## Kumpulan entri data
──────────────────────────────

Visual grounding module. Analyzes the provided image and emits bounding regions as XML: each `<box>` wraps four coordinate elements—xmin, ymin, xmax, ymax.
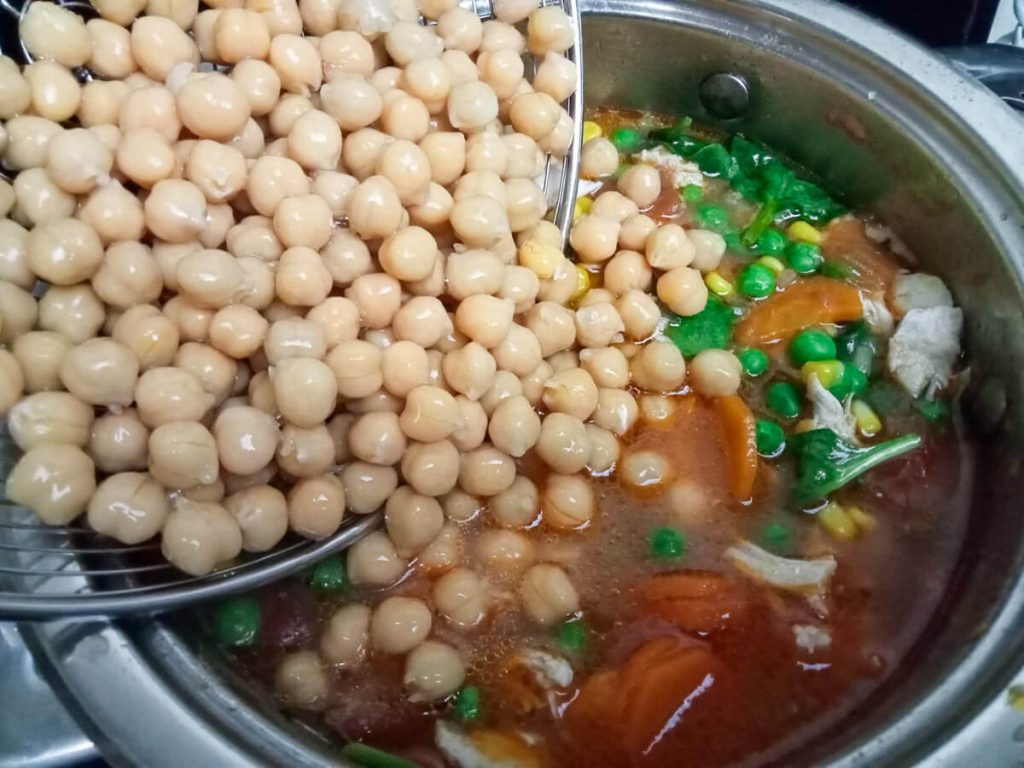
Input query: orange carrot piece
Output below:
<box><xmin>715</xmin><ymin>394</ymin><xmax>758</xmax><ymax>502</ymax></box>
<box><xmin>821</xmin><ymin>218</ymin><xmax>899</xmax><ymax>301</ymax></box>
<box><xmin>736</xmin><ymin>278</ymin><xmax>864</xmax><ymax>345</ymax></box>
<box><xmin>640</xmin><ymin>570</ymin><xmax>746</xmax><ymax>633</ymax></box>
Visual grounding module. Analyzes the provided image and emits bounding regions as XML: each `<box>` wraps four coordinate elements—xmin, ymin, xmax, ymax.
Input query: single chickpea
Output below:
<box><xmin>345</xmin><ymin>530</ymin><xmax>408</xmax><ymax>587</ymax></box>
<box><xmin>340</xmin><ymin>462</ymin><xmax>398</xmax><ymax>518</ymax></box>
<box><xmin>630</xmin><ymin>341</ymin><xmax>686</xmax><ymax>392</ymax></box>
<box><xmin>402</xmin><ymin>640</ymin><xmax>466</xmax><ymax>702</ymax></box>
<box><xmin>271</xmin><ymin>357</ymin><xmax>338</xmax><ymax>427</ymax></box>
<box><xmin>657</xmin><ymin>266</ymin><xmax>708</xmax><ymax>316</ymax></box>
<box><xmin>459</xmin><ymin>443</ymin><xmax>516</xmax><ymax>497</ymax></box>
<box><xmin>541</xmin><ymin>474</ymin><xmax>597</xmax><ymax>531</ymax></box>
<box><xmin>288</xmin><ymin>475</ymin><xmax>345</xmax><ymax>539</ymax></box>
<box><xmin>535</xmin><ymin>413</ymin><xmax>590</xmax><ymax>474</ymax></box>
<box><xmin>689</xmin><ymin>349</ymin><xmax>742</xmax><ymax>397</ymax></box>
<box><xmin>520</xmin><ymin>563</ymin><xmax>580</xmax><ymax>626</ymax></box>
<box><xmin>148</xmin><ymin>422</ymin><xmax>219</xmax><ymax>489</ymax></box>
<box><xmin>431</xmin><ymin>568</ymin><xmax>487</xmax><ymax>631</ymax></box>
<box><xmin>87</xmin><ymin>472</ymin><xmax>170</xmax><ymax>545</ymax></box>
<box><xmin>273</xmin><ymin>650</ymin><xmax>329</xmax><ymax>711</ymax></box>
<box><xmin>403</xmin><ymin>440</ymin><xmax>459</xmax><ymax>499</ymax></box>
<box><xmin>6</xmin><ymin>443</ymin><xmax>96</xmax><ymax>525</ymax></box>
<box><xmin>319</xmin><ymin>603</ymin><xmax>371</xmax><ymax>669</ymax></box>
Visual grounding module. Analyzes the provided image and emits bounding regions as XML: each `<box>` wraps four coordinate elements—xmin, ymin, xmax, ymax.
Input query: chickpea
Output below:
<box><xmin>288</xmin><ymin>475</ymin><xmax>345</xmax><ymax>539</ymax></box>
<box><xmin>273</xmin><ymin>650</ymin><xmax>329</xmax><ymax>710</ymax></box>
<box><xmin>319</xmin><ymin>603</ymin><xmax>371</xmax><ymax>669</ymax></box>
<box><xmin>11</xmin><ymin>331</ymin><xmax>72</xmax><ymax>397</ymax></box>
<box><xmin>630</xmin><ymin>341</ymin><xmax>686</xmax><ymax>392</ymax></box>
<box><xmin>131</xmin><ymin>16</ymin><xmax>199</xmax><ymax>82</ymax></box>
<box><xmin>402</xmin><ymin>640</ymin><xmax>466</xmax><ymax>702</ymax></box>
<box><xmin>60</xmin><ymin>338</ymin><xmax>138</xmax><ymax>406</ymax></box>
<box><xmin>87</xmin><ymin>472</ymin><xmax>169</xmax><ymax>545</ymax></box>
<box><xmin>135</xmin><ymin>367</ymin><xmax>214</xmax><ymax>428</ymax></box>
<box><xmin>476</xmin><ymin>532</ymin><xmax>536</xmax><ymax>573</ymax></box>
<box><xmin>432</xmin><ymin>568</ymin><xmax>487</xmax><ymax>631</ymax></box>
<box><xmin>441</xmin><ymin>488</ymin><xmax>483</xmax><ymax>522</ymax></box>
<box><xmin>345</xmin><ymin>530</ymin><xmax>405</xmax><ymax>585</ymax></box>
<box><xmin>395</xmin><ymin>440</ymin><xmax>459</xmax><ymax>499</ymax></box>
<box><xmin>2</xmin><ymin>393</ymin><xmax>92</xmax><ymax>451</ymax></box>
<box><xmin>459</xmin><ymin>443</ymin><xmax>515</xmax><ymax>497</ymax></box>
<box><xmin>442</xmin><ymin>342</ymin><xmax>498</xmax><ymax>400</ymax></box>
<box><xmin>348</xmin><ymin>176</ymin><xmax>402</xmax><ymax>240</ymax></box>
<box><xmin>542</xmin><ymin>368</ymin><xmax>598</xmax><ymax>421</ymax></box>
<box><xmin>535</xmin><ymin>413</ymin><xmax>590</xmax><ymax>474</ymax></box>
<box><xmin>271</xmin><ymin>360</ymin><xmax>338</xmax><ymax>427</ymax></box>
<box><xmin>657</xmin><ymin>266</ymin><xmax>708</xmax><ymax>316</ymax></box>
<box><xmin>689</xmin><ymin>349</ymin><xmax>742</xmax><ymax>397</ymax></box>
<box><xmin>520</xmin><ymin>563</ymin><xmax>580</xmax><ymax>626</ymax></box>
<box><xmin>6</xmin><ymin>443</ymin><xmax>96</xmax><ymax>525</ymax></box>
<box><xmin>246</xmin><ymin>156</ymin><xmax>309</xmax><ymax>216</ymax></box>
<box><xmin>575</xmin><ymin>303</ymin><xmax>626</xmax><ymax>347</ymax></box>
<box><xmin>26</xmin><ymin>219</ymin><xmax>103</xmax><ymax>286</ymax></box>
<box><xmin>341</xmin><ymin>462</ymin><xmax>398</xmax><ymax>518</ymax></box>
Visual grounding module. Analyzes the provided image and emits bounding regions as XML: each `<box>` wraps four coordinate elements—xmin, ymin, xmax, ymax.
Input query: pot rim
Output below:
<box><xmin>23</xmin><ymin>0</ymin><xmax>1024</xmax><ymax>768</ymax></box>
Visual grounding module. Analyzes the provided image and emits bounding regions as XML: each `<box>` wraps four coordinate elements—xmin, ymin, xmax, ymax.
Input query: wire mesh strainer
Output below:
<box><xmin>0</xmin><ymin>0</ymin><xmax>583</xmax><ymax>620</ymax></box>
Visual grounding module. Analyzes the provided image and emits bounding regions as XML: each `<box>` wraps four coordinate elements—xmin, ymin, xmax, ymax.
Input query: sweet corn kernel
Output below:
<box><xmin>817</xmin><ymin>502</ymin><xmax>860</xmax><ymax>541</ymax></box>
<box><xmin>519</xmin><ymin>240</ymin><xmax>565</xmax><ymax>280</ymax></box>
<box><xmin>572</xmin><ymin>198</ymin><xmax>594</xmax><ymax>221</ymax></box>
<box><xmin>800</xmin><ymin>360</ymin><xmax>843</xmax><ymax>389</ymax></box>
<box><xmin>850</xmin><ymin>400</ymin><xmax>882</xmax><ymax>437</ymax></box>
<box><xmin>705</xmin><ymin>271</ymin><xmax>735</xmax><ymax>296</ymax></box>
<box><xmin>843</xmin><ymin>505</ymin><xmax>879</xmax><ymax>532</ymax></box>
<box><xmin>785</xmin><ymin>221</ymin><xmax>824</xmax><ymax>246</ymax></box>
<box><xmin>754</xmin><ymin>256</ymin><xmax>785</xmax><ymax>274</ymax></box>
<box><xmin>569</xmin><ymin>264</ymin><xmax>590</xmax><ymax>302</ymax></box>
<box><xmin>583</xmin><ymin>120</ymin><xmax>604</xmax><ymax>143</ymax></box>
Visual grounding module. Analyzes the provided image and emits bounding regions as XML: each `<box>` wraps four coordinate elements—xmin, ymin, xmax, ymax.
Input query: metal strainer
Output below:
<box><xmin>0</xmin><ymin>0</ymin><xmax>583</xmax><ymax>620</ymax></box>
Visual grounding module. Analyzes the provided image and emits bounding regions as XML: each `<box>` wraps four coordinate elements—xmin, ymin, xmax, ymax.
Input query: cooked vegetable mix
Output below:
<box><xmin>0</xmin><ymin>0</ymin><xmax>970</xmax><ymax>768</ymax></box>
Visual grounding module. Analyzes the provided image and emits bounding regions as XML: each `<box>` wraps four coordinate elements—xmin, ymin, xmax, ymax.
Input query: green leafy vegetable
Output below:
<box><xmin>665</xmin><ymin>296</ymin><xmax>736</xmax><ymax>357</ymax></box>
<box><xmin>790</xmin><ymin>429</ymin><xmax>921</xmax><ymax>507</ymax></box>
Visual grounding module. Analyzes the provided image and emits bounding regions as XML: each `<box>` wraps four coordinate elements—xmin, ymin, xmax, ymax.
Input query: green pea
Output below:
<box><xmin>680</xmin><ymin>184</ymin><xmax>703</xmax><ymax>203</ymax></box>
<box><xmin>697</xmin><ymin>203</ymin><xmax>731</xmax><ymax>234</ymax></box>
<box><xmin>765</xmin><ymin>381</ymin><xmax>803</xmax><ymax>419</ymax></box>
<box><xmin>736</xmin><ymin>264</ymin><xmax>775</xmax><ymax>299</ymax></box>
<box><xmin>455</xmin><ymin>685</ymin><xmax>480</xmax><ymax>723</ymax></box>
<box><xmin>610</xmin><ymin>127</ymin><xmax>642</xmax><ymax>155</ymax></box>
<box><xmin>790</xmin><ymin>328</ymin><xmax>836</xmax><ymax>366</ymax></box>
<box><xmin>309</xmin><ymin>555</ymin><xmax>348</xmax><ymax>592</ymax></box>
<box><xmin>761</xmin><ymin>522</ymin><xmax>790</xmax><ymax>554</ymax></box>
<box><xmin>736</xmin><ymin>347</ymin><xmax>768</xmax><ymax>378</ymax></box>
<box><xmin>828</xmin><ymin>366</ymin><xmax>867</xmax><ymax>400</ymax></box>
<box><xmin>650</xmin><ymin>528</ymin><xmax>686</xmax><ymax>560</ymax></box>
<box><xmin>757</xmin><ymin>229</ymin><xmax>788</xmax><ymax>256</ymax></box>
<box><xmin>213</xmin><ymin>597</ymin><xmax>261</xmax><ymax>648</ymax></box>
<box><xmin>785</xmin><ymin>243</ymin><xmax>823</xmax><ymax>274</ymax></box>
<box><xmin>754</xmin><ymin>419</ymin><xmax>785</xmax><ymax>459</ymax></box>
<box><xmin>556</xmin><ymin>618</ymin><xmax>590</xmax><ymax>653</ymax></box>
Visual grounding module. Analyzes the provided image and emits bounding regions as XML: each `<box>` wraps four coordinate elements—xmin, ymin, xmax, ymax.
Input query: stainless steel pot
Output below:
<box><xmin>18</xmin><ymin>0</ymin><xmax>1024</xmax><ymax>768</ymax></box>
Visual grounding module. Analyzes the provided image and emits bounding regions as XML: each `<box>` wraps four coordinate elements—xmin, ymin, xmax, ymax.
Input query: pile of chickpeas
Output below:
<box><xmin>0</xmin><ymin>0</ymin><xmax>738</xmax><ymax>707</ymax></box>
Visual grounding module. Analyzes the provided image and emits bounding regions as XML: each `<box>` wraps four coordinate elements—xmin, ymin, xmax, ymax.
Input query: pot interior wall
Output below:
<box><xmin>584</xmin><ymin>2</ymin><xmax>1024</xmax><ymax>765</ymax></box>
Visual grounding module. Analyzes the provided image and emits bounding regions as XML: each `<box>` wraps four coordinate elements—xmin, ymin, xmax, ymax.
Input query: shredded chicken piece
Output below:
<box><xmin>888</xmin><ymin>306</ymin><xmax>964</xmax><ymax>397</ymax></box>
<box><xmin>636</xmin><ymin>146</ymin><xmax>703</xmax><ymax>188</ymax></box>
<box><xmin>793</xmin><ymin>624</ymin><xmax>831</xmax><ymax>653</ymax></box>
<box><xmin>725</xmin><ymin>542</ymin><xmax>836</xmax><ymax>595</ymax></box>
<box><xmin>807</xmin><ymin>374</ymin><xmax>857</xmax><ymax>442</ymax></box>
<box><xmin>893</xmin><ymin>272</ymin><xmax>953</xmax><ymax>313</ymax></box>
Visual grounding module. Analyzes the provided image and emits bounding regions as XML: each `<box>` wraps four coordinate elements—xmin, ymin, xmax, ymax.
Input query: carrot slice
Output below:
<box><xmin>821</xmin><ymin>218</ymin><xmax>898</xmax><ymax>294</ymax></box>
<box><xmin>715</xmin><ymin>394</ymin><xmax>758</xmax><ymax>502</ymax></box>
<box><xmin>640</xmin><ymin>570</ymin><xmax>746</xmax><ymax>633</ymax></box>
<box><xmin>736</xmin><ymin>278</ymin><xmax>864</xmax><ymax>345</ymax></box>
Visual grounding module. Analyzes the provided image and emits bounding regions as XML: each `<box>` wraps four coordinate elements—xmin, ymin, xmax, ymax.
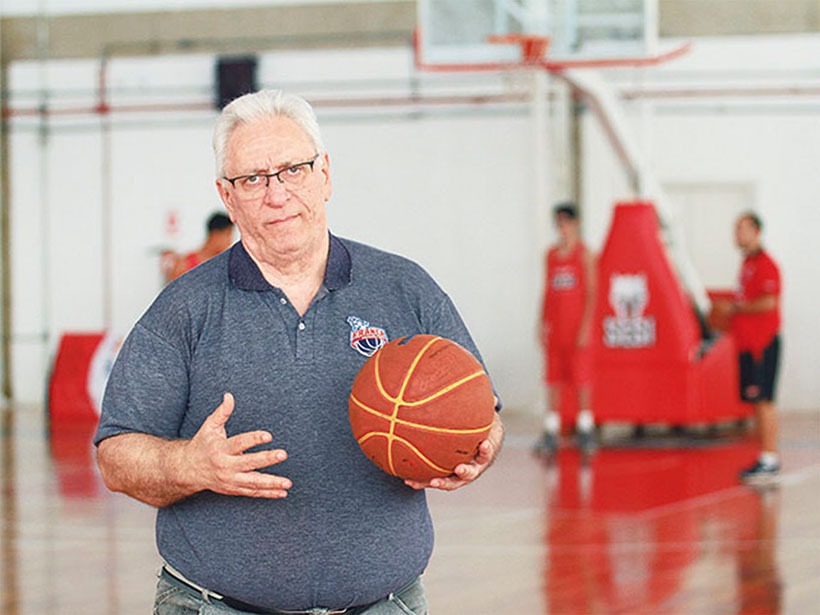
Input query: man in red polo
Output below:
<box><xmin>730</xmin><ymin>212</ymin><xmax>780</xmax><ymax>483</ymax></box>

──────────────────────────────

## Soal Latihan
Ambil setiap baris dari item di atas yang memuat kata "piece". Huruf besar dan huruf kecil dibedakan.

## Jawaban Latihan
Input query: orange carrot piece
Input query: shredded chicken piece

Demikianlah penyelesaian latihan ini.